> REQUIREMENT: Write every line of the records below as a JSON list of strings, one string per line, and skip the blank lines.

──────── DATA SECTION ────────

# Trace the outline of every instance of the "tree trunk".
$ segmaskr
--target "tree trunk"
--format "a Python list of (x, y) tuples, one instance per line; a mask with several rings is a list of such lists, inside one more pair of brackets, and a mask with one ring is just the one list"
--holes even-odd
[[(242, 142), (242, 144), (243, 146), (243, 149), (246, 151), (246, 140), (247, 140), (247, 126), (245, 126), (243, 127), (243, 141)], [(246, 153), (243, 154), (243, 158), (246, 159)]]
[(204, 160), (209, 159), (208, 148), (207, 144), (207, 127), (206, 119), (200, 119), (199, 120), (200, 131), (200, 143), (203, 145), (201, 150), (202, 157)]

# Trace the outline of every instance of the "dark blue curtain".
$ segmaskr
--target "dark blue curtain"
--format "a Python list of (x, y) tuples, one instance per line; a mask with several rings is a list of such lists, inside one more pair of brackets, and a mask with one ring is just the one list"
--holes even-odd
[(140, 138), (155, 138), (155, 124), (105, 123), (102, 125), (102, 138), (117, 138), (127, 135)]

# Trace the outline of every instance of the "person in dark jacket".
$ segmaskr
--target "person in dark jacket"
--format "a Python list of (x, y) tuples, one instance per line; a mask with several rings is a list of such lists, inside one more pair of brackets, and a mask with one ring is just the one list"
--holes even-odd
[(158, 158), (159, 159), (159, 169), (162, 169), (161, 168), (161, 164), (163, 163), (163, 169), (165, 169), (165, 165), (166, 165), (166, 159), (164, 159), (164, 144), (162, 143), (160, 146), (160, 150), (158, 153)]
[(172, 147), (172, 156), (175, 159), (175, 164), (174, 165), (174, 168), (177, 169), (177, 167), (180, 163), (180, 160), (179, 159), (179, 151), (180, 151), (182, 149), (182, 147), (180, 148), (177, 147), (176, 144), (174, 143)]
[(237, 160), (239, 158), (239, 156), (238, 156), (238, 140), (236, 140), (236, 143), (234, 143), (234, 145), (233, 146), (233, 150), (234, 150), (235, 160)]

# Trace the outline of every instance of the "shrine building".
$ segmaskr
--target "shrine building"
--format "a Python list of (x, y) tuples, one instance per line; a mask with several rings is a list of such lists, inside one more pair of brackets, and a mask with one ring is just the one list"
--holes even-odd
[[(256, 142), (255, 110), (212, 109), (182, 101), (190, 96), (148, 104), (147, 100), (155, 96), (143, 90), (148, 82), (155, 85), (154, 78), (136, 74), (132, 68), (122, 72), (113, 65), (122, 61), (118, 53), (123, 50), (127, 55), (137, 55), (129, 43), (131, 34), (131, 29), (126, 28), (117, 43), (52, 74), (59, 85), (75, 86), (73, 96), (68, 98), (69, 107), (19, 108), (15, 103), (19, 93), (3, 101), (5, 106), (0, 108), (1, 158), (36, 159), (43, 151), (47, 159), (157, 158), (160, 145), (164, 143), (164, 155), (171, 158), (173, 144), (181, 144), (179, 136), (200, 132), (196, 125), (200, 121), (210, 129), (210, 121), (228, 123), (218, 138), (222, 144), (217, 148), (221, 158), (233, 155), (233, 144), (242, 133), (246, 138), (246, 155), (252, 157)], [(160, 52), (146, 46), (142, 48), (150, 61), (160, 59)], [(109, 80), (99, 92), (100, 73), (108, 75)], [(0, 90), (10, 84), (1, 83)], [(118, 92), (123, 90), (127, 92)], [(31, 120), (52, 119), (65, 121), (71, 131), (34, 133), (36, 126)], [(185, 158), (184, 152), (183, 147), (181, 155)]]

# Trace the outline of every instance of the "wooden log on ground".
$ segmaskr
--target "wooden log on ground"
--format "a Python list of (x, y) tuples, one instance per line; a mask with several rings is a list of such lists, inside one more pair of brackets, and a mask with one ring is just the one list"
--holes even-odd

────────

> FULL SOLUTION:
[
  "# Trace the outline of every instance of the \"tree trunk\".",
  "$ segmaskr",
  "--target \"tree trunk\"",
  "--format \"a Python list of (x, y) tuples, one instance per line; a mask with several rings is a list of such lists, inside one more pair of brackets, and a mask with one ring is just the one list\"",
  "--holes even-odd",
  "[[(242, 142), (242, 144), (243, 146), (243, 149), (246, 151), (246, 140), (247, 140), (247, 126), (245, 126), (243, 127), (243, 141)], [(246, 153), (243, 154), (243, 158), (246, 159)]]",
  "[(204, 160), (209, 159), (208, 148), (207, 144), (207, 127), (206, 119), (200, 119), (199, 120), (200, 131), (200, 143), (203, 145), (201, 150), (202, 157)]",
  "# Trace the outline of every instance of the \"dark blue curtain\".",
  "$ segmaskr",
  "--target \"dark blue curtain\"",
  "--format \"a Python list of (x, y) tuples, one instance per line; a mask with several rings is a list of such lists, inside one more pair of brackets, and a mask with one ring is just the one list\"",
  "--holes even-odd",
  "[(140, 138), (155, 138), (155, 124), (105, 123), (102, 125), (102, 138), (117, 138), (127, 135)]",
  "# Trace the outline of every instance of the \"person in dark jacket\".",
  "$ segmaskr",
  "--target \"person in dark jacket\"",
  "--format \"a Python list of (x, y) tuples, one instance per line; a mask with several rings is a list of such lists, inside one more pair of brackets, and a mask with one ring is just the one list\"",
  "--holes even-odd",
  "[(158, 158), (159, 159), (159, 169), (162, 169), (161, 168), (161, 164), (163, 163), (163, 169), (165, 169), (165, 165), (166, 165), (166, 159), (164, 159), (164, 144), (162, 143), (160, 146), (160, 150), (158, 153)]",
  "[(172, 147), (172, 156), (175, 159), (175, 164), (174, 165), (174, 168), (177, 169), (177, 167), (180, 163), (180, 160), (179, 159), (179, 151), (180, 151), (182, 149), (182, 147), (180, 148), (177, 147), (176, 144), (174, 143)]",
  "[(237, 160), (239, 158), (239, 156), (238, 156), (238, 140), (236, 140), (236, 143), (234, 143), (234, 145), (233, 146), (233, 150), (234, 150), (235, 160)]",
  "# Trace the outline of every instance of the \"shrine building\".",
  "$ segmaskr",
  "--target \"shrine building\"",
  "--format \"a Python list of (x, y) tuples, one instance per line; a mask with several rings is a list of such lists, inside one more pair of brackets, and a mask with one ring is just the one list\"",
  "--holes even-odd",
  "[[(256, 142), (255, 110), (212, 109), (182, 101), (190, 96), (148, 104), (147, 100), (155, 96), (143, 90), (148, 82), (155, 85), (154, 78), (136, 74), (132, 68), (122, 72), (113, 65), (122, 61), (118, 53), (123, 50), (127, 55), (137, 55), (129, 43), (131, 34), (131, 29), (126, 28), (117, 43), (52, 74), (59, 85), (75, 86), (73, 96), (68, 98), (69, 107), (19, 108), (15, 103), (19, 93), (3, 101), (5, 106), (0, 108), (1, 158), (36, 159), (43, 151), (47, 159), (157, 158), (160, 145), (164, 143), (164, 155), (171, 158), (173, 144), (181, 144), (179, 136), (200, 132), (196, 125), (200, 121), (210, 129), (210, 121), (228, 123), (218, 138), (222, 144), (217, 148), (221, 158), (233, 155), (233, 144), (242, 133), (246, 138), (246, 155), (252, 157)], [(160, 52), (146, 46), (142, 48), (150, 61), (160, 59)], [(109, 80), (99, 92), (100, 73), (108, 75)], [(0, 90), (10, 84), (1, 83)], [(118, 92), (123, 90), (127, 92)], [(31, 120), (52, 119), (65, 121), (71, 131), (34, 133), (36, 126)], [(185, 158), (184, 152), (183, 147), (181, 155)]]",
  "# Trace the outline of every instance of the \"wooden log on ground\".",
  "$ segmaskr",
  "--target \"wooden log on ground\"",
  "--format \"a Python list of (x, y) tuples, one instance per line; a mask with several rings is a list of such lists, inside one more pair of brackets, and a mask with one ring is just the one list\"",
  "--holes even-odd"
]